▶ PASSAGE PROVIDED
%%
The Fable    The Fable Film Poster

ザ・ファブル  Za Faburu

Release Date: June 21st, 2019

Duration: 123 mins.

Director: Kan Eguchi

Writer: Yusuke Watanabe (Screenplay), Katsuhisa Minami (Original Manga)

Starring: Junichi Okada, Fumino Kimura, Koichi Sato, Mizuki Yamamoto, Kai Inowaki, Jiro Sato, Sota Fukushi, Ken Mitsuishi, Yuya Yagira, Ken Yasuda,

Website IMDB

Katsuhisa Minami’s seinen manga The Fable has been serialised in Weekly Young Magazine since 2014 and it won the general category of the 41st Kodansha Manga Awards in 2017. Its straight shooting story of a hit-man’s travails is mostly down-to-earth in art style and narrative for a manga. Its hard-boiled nature is supported by characters drawn with natural proportions engaging in fisticuffs and gunfights, the seriousness subverted by dashes of satire thanks to unique personality traits harboured by different people. A movie version is a natural progression but to make it engaging it will need a cast and crew to capture the comedic and action parts of the story.

The Fable (Junichi Okada) is actually the name of a contract killer operating in the Tokyo underworld. His ability to kill is almost preternatural and it is shown with visual pizzazz in the bombastic opening where he takes out two gangs in a fancy sky-rise restaurant. Efficient shooting and movement, short and sharp physical strikes and an aura of something unstoppable is what defines him and overpowers his opponents. All tumble down before him in action scenes excitingly delivered by director Kan Eguchi who favours quick editing, kinetic camerawork and exploding sets to bolster the slick action choreography. Eguchi doubles-down on the style by showing the mental calculations Fable makes through cute on-screen text and illustrations that get shattered by the bullets the killer sends flying.
%%
▶ PROVIDED DATA
%%
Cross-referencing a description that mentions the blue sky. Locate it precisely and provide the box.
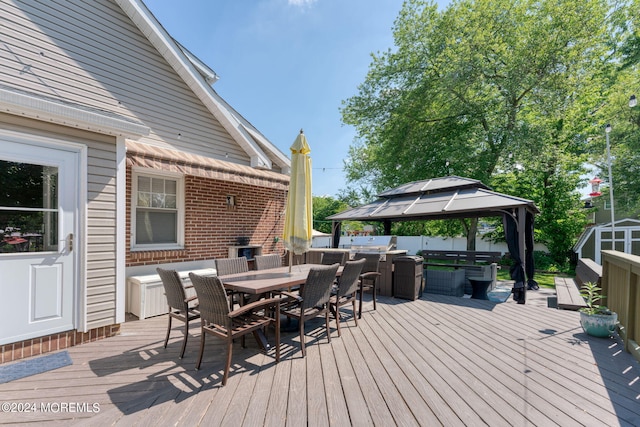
%%
Edit the stretch of The Fable review from "The Fable (Junichi" through "killer sends flying." and rewrite it with "contract killer" changed to "hired assassin".

The Fable (Junichi Okada) is actually the name of a hired assassin operating in the Tokyo underworld. His ability to kill is almost preternatural and it is shown with visual pizzazz in the bombastic opening where he takes out two gangs in a fancy sky-rise restaurant. Efficient shooting and movement, short and sharp physical strikes and an aura of something unstoppable is what defines him and overpowers his opponents. All tumble down before him in action scenes excitingly delivered by director Kan Eguchi who favours quick editing, kinetic camerawork and exploding sets to bolster the slick action choreography. Eguchi doubles-down on the style by showing the mental calculations Fable makes through cute on-screen text and illustrations that get shattered by the bullets the killer sends flying.